- TEXT -
----

Operando vibrational spectroscopy to unravel the nature of intermediates in nanoporous materials

  1. Operando vibrational spectroscopy to unravel the nature of intermediates in nanoporous materials

    18SPEC06 / Nanoporous materials, Spectroscopy
    Promotor(en): V. Van Speybroeck / Begeleider(s): K. De Wispelaere, A.E.J. Hoffman

    Zeolites are an important class of porous, crystalline materials. Their suitability for applications in gas adsorption and catalysis turned them into the workhorses of present-day petrochemical industry. A particularly interesting industrial process involving zeolites is the conversion from methanol to light olefins, i.e. the methanol-to-olefin (MTO) process. It has attracted a lot of interest the last decades as it is believed to be a linkage between coal or natural gas chemical industry and modern petrochemical industry. This process is extremely complex and to date not completely understood as it involves numerous molecules, i.e. so-called intermediates, appearing along the reaction process [1]. Insight in the mechanism can be obtained by following these molecules in the zeolite via operando spectroscopic techniques.
    A wide range of spectroscopic techniques exist as characterization tools in zeolite materials science. Recent advances made operando spectroscopic measurements possible, leading to a wealth of information while the system is at work. Vibrational spectroscopy, among which infrared (IR) spectroscopy is most frequently used, is especially well-suited to follow molecules in catalytic reactions involving zeolites [2]. It provides structural information on the zeolite, which is important to understand the changes in the host framework during catalytic processes. Moreover, it is the ideal technique to get insight in the reaction mechanisms as each molecule has specific fingerprint vibrations. Nowadays, a lot of experimental research making use of operando vibrational spectroscopic techniques has been performed to shed light upon, for example, the MTO process. However, the complicated mechanism involving plenty of different molecules results in vibrational spectra which are hard to interpret with only experimental input.

    Computational vibrational spectroscopy can greatly facilitate the interpretation of the obtained experimental spectra and can even be used to predict the evolution of signals in terms of varying composition or functionality of the material [3]. The field has seen a major leap forward the last decade due to a continuous expansion of computer power on one side and the development of advanced theoretical models on the other side. Given these advances, it has become possible to simulate very challenging systems such as light olefins in zeolites. As a consequence, computational spectroscopy has evolved into an indispensable tool to unravel the observed spectra and to connect the obtained insights with plausible reaction mechanisms for the MTO process.

----

- DATASET EXTRACT -
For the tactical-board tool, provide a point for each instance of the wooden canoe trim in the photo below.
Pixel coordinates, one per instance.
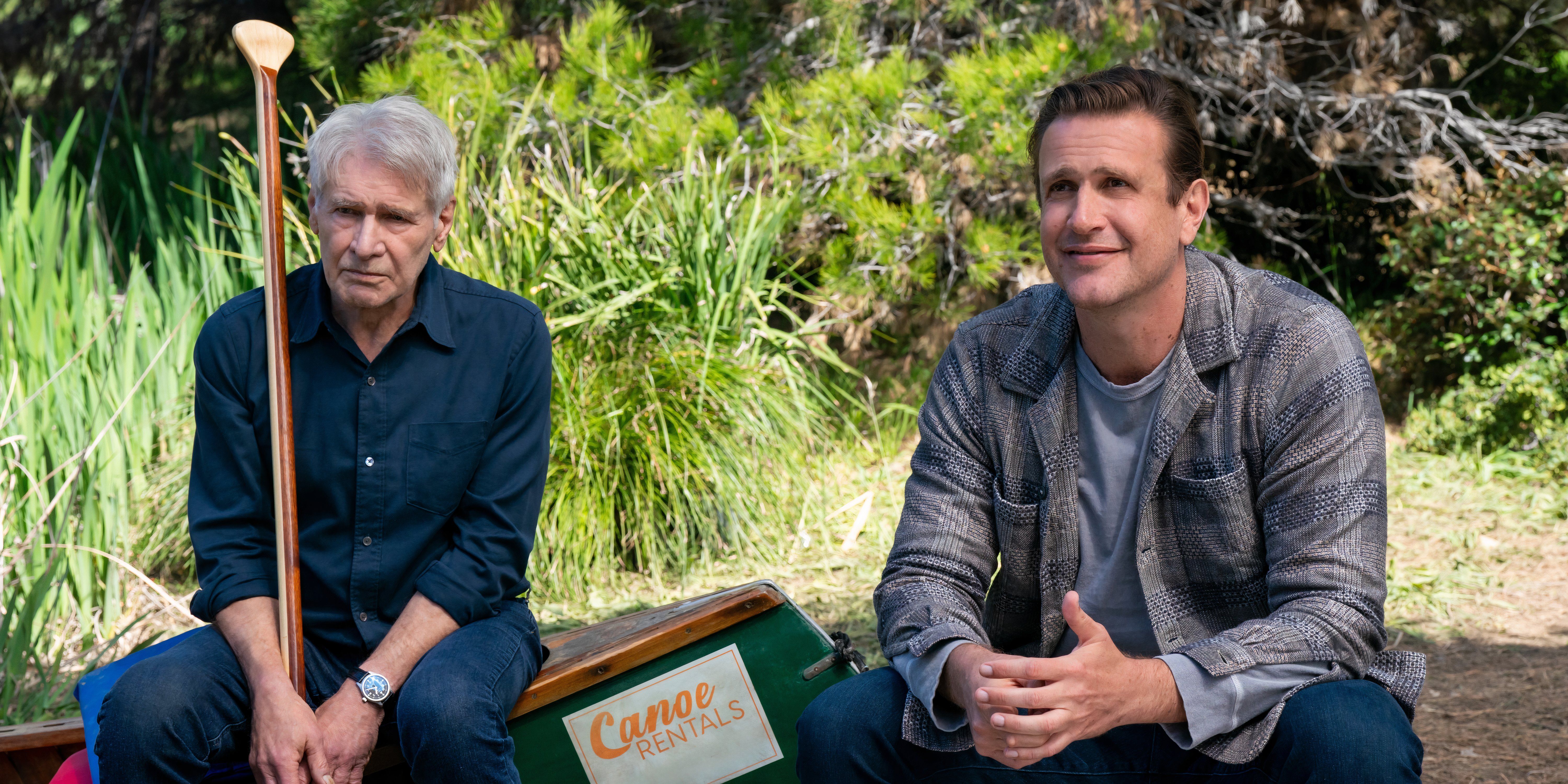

----

- WRITTEN TASK 1 -
Extract the passage from the zeolite spectroscopy text starting at "Zeolites are an" and ending at "operando spectroscopic techniques.".
- WRITTEN TASK 2 -
How would you sum up the zeolite spectroscopy text in two sentences?
The material was drawn from a separate source.

- TASK RESPONSE 1 -
Zeolites are an important class of porous, crystalline materials. Their suitability for applications in gas adsorption and catalysis turned them into the workhorses of present-day petrochemical industry. A particularly interesting industrial process involving zeolites is the conversion from methanol to light olefins, i.e. the methanol-to-olefin (MTO) process. It has attracted a lot of interest the last decades as it is believed to be a linkage between coal or natural gas chemical industry and modern petrochemical industry. This process is extremely complex and to date not completely understood as it involves numerous molecules, i.e. so-called intermediates, appearing along the reaction process [1]. Insight in the mechanism can be obtained by following these molecules in the zeolite via operando spectroscopic techniques.

- TASK RESPONSE 2 -
Zeolites are porous, crystalline materials central to the petrochemical industry, and the methanol-to-olefin (MTO) process involving them is complex and not completely understood because numerous intermediates appear along the reaction. Operando vibrational spectroscopy, especially infrared, can follow these molecules, but the resulting spectra are hard to interpret with experimental input alone, so computational vibrational spectroscopy has become an indispensable tool to unravel them and connect them with plausible MTO reaction mechanisms.